* _Text under study_:
*-*-*

Philippe Chaslin (14 February 1857 - 26 July 1923) was a French Psychiatrist who in the language of the time was referred to as an alienist.

He was born in Paris. He initially demonstrated a strong interest in mathematics. His Maternal grandfather Jacques Raige-Delorme was a physician and librarian of the Faculty of Medicine of Paris and was instrumental in the publication of Dictionnaire encyclopédique des sciences médicales. It is believed it is through Reige-Delorme influence he became interested in Medicine. He was a medical resident by the age of 25 and trained as a psychiatrist under Luys Voisin and Fere. By 32 was the Chief Physician at Bicêtre Hospital. From 1910 he was director of a service at the Pitié-Salpêtrière Hospital until1921. He never married and was described as being of short stature with frail health.

He demonstrated that there is widespread Gliosis in the brains of people with Epilepsy. In 1895 in La Confusion Mentale Primitive: Stupidite, Demence Aigue, Stupeur Primitive (1895) he described Delirium as a separate entity to other forms of cognitive impairment or developmental disorders.

Despite his significant contributions to descriptive psychopathology he is not well known amongst anglophone psychiatrists. Éléments de sémiologie et clinique mentales is considered hjis most important work and took 25 years to write and included 350 clinical cases. It is focussed on descriptive psychopathology with a focus on theory free descriptions rather than looking to establish underlying aetiology. It was published before Karl Jaspers famous work General Psychopathology (German Allgemeine Psychopathologie) which went onto become the text with German speaking and English speaking psychiatrists.

*-*-*

* _Raw data_:
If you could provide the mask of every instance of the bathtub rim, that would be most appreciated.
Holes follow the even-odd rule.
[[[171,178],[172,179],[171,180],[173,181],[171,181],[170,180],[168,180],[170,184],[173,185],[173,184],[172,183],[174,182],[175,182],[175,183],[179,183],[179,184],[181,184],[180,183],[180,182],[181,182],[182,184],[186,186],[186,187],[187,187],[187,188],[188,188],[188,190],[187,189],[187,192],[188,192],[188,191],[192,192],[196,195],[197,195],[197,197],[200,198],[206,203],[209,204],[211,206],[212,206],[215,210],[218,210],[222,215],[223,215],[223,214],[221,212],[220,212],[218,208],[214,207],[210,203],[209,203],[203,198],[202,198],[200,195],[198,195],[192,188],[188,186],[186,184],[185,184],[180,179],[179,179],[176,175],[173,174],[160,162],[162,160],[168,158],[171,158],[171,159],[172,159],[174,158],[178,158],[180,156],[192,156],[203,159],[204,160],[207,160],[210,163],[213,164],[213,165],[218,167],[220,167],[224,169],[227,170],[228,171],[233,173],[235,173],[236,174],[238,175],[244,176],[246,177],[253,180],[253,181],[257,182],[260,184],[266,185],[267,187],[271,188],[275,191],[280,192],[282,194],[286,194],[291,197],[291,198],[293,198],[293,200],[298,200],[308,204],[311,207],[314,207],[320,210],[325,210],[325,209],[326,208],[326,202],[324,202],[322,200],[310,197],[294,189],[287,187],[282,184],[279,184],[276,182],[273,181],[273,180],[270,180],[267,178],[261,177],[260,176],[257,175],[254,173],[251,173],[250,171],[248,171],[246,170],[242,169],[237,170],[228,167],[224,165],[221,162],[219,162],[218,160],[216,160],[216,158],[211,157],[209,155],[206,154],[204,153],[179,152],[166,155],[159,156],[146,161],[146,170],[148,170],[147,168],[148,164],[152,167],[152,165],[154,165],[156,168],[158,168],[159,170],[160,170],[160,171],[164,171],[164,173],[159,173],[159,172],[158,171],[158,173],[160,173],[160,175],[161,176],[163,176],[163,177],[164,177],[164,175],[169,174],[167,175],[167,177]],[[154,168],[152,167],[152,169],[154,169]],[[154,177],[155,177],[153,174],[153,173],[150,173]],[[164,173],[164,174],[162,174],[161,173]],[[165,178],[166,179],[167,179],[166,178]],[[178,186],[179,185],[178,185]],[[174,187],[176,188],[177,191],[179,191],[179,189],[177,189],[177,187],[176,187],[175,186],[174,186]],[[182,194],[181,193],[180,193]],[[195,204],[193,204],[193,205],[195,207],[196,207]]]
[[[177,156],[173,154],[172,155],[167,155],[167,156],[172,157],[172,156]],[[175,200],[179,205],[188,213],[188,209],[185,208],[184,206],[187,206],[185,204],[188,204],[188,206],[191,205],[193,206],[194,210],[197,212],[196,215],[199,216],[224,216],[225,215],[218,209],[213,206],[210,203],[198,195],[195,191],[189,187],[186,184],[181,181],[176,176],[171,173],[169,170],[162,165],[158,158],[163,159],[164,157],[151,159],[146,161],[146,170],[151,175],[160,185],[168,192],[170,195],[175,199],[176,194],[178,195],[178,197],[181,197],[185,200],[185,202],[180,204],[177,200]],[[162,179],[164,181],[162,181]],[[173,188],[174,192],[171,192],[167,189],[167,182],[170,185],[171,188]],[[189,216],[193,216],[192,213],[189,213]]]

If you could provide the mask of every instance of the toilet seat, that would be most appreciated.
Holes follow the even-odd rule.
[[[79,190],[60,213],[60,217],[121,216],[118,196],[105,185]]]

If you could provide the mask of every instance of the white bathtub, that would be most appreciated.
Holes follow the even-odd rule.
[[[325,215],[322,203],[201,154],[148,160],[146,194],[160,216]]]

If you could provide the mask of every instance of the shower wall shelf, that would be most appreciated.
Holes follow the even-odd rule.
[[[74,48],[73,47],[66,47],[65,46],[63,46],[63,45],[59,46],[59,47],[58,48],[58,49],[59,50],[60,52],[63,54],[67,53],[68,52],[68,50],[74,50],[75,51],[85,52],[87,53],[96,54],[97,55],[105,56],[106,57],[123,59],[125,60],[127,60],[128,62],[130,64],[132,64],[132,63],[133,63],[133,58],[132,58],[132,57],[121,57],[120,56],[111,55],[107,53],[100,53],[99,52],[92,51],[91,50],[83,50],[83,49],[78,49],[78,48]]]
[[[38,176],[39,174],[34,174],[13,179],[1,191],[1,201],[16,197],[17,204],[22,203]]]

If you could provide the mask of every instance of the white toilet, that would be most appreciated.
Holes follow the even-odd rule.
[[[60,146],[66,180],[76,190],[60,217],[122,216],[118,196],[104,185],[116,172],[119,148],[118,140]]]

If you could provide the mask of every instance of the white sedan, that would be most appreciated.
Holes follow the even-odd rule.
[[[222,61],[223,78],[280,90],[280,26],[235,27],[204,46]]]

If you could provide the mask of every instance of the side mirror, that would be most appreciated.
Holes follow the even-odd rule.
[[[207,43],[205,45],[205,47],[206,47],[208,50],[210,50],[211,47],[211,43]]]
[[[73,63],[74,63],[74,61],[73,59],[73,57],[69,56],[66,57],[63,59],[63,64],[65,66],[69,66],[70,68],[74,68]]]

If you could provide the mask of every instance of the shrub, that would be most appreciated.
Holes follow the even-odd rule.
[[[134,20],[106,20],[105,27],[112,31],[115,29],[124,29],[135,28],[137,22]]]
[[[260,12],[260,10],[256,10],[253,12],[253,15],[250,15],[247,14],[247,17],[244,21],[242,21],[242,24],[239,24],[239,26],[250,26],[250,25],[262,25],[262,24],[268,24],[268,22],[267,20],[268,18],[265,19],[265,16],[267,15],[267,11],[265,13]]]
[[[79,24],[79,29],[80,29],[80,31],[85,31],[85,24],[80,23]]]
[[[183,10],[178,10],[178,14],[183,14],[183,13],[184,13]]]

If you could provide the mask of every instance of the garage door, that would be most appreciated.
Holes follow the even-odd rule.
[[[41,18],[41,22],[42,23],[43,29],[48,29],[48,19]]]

*-*-*

* _Work to complete_:
1. According to the Chaslin biography, at which hospital was he Chief Physician by age 32?
2. Resume the Chaslin biography, starting right after its last sentence.
The rows are separate material and have nothing to do with the Chaslin biography.

* _List of answers_:
1. Bicêtre Hospital.

2.
== Selected Published works ==
In his lifetime he published 3 books and around 43 articles.

- “La psychiatrie est-elle une langue bien faite?” (Is Psychiatry a well made language?), published in Revue neurologique. He provides a critique of terminology and Nosology in psychiatry.
- La Confusion mentale primitive (Primitive mental confusion), Paris, Asselin et Houzeau, 1895, part I, Chap. 1, “Symptomatologie de la confusion mentale primitive et idiopathique” (Symptomatology of primitive and idiopathic mental confusion).
- Éléments de sémiologie et clinique mentales (Elements of a semiology and a clinical approach to mental disease), Paris, Asselin et Houzeau, 1912, 956 pages.